Which lines of the material contain the word "every"? Show each one.

▸ Data supplied
·····
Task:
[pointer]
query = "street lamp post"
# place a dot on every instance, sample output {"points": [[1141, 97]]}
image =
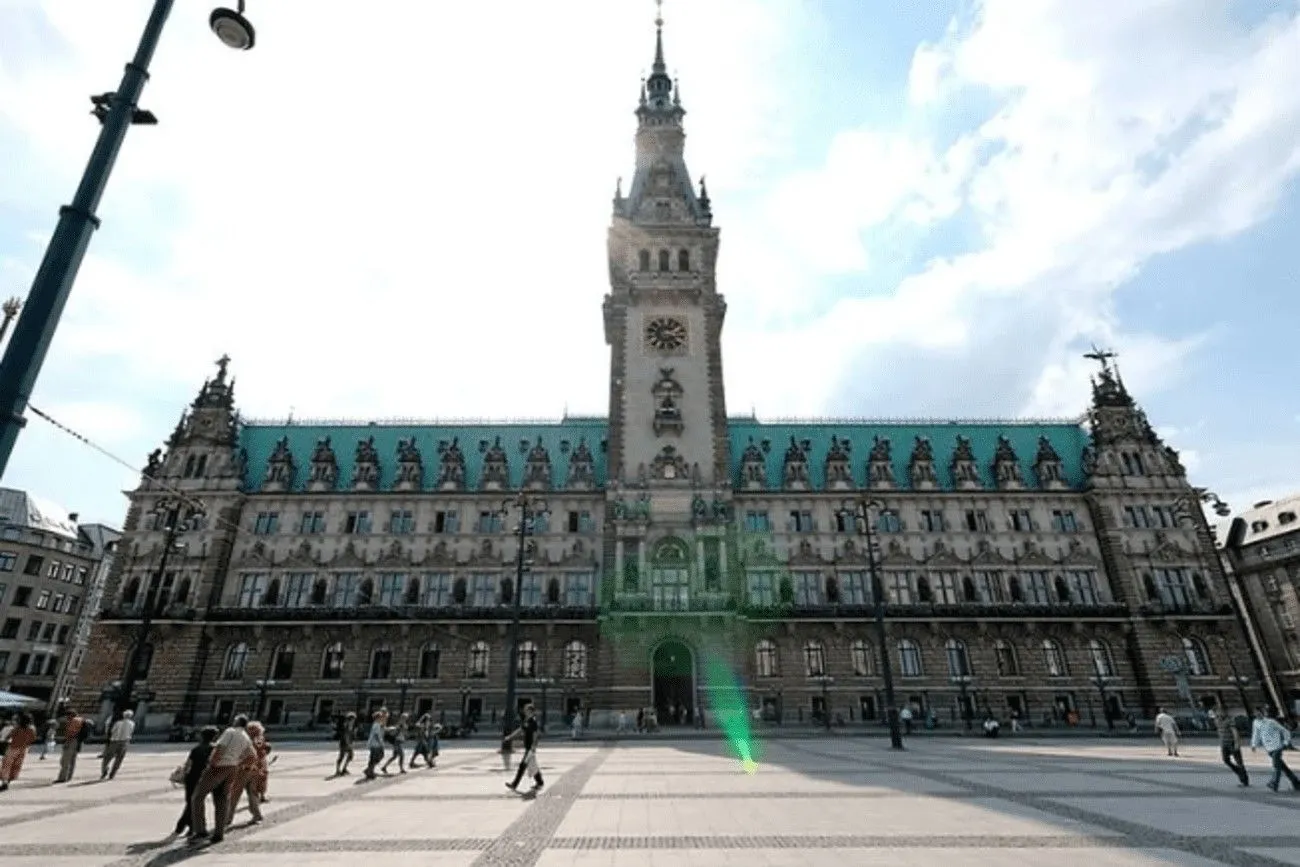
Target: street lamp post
·····
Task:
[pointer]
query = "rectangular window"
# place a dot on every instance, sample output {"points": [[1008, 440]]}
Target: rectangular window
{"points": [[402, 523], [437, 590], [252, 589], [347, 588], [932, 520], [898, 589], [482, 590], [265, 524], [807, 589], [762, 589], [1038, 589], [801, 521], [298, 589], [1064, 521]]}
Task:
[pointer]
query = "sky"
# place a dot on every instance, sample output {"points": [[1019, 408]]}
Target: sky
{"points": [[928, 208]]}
·····
▸ Response to this exercise
# place a dot on every instance, sample output {"points": [[1141, 97]]}
# place a dot on every instance, sample output {"points": [[1008, 440]]}
# place a dot on every instance, sample output {"points": [[1019, 408]]}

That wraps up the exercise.